BEGIN SUPPLIED MATERIAL

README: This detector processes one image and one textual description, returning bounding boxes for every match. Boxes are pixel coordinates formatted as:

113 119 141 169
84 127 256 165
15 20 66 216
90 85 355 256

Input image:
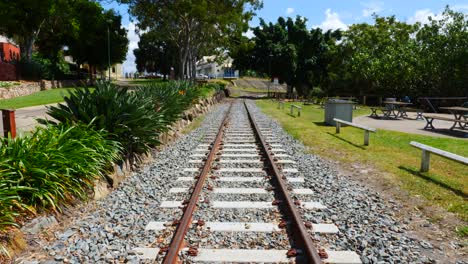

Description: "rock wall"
0 82 41 99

END SUPPLIED MATERIAL

[WHAT NEEDS TO BE DONE]: Copy out all of the material above word for word, leaving out the picture.

[FINAL RESULT]:
README: This detector processes one image and one textual description, returning bounding boxes for every match. Boxes are pixel coordinates formatted as:

113 119 141 169
84 127 256 165
15 20 66 216
90 85 355 256

Input image:

Description: "rock wall"
0 82 41 99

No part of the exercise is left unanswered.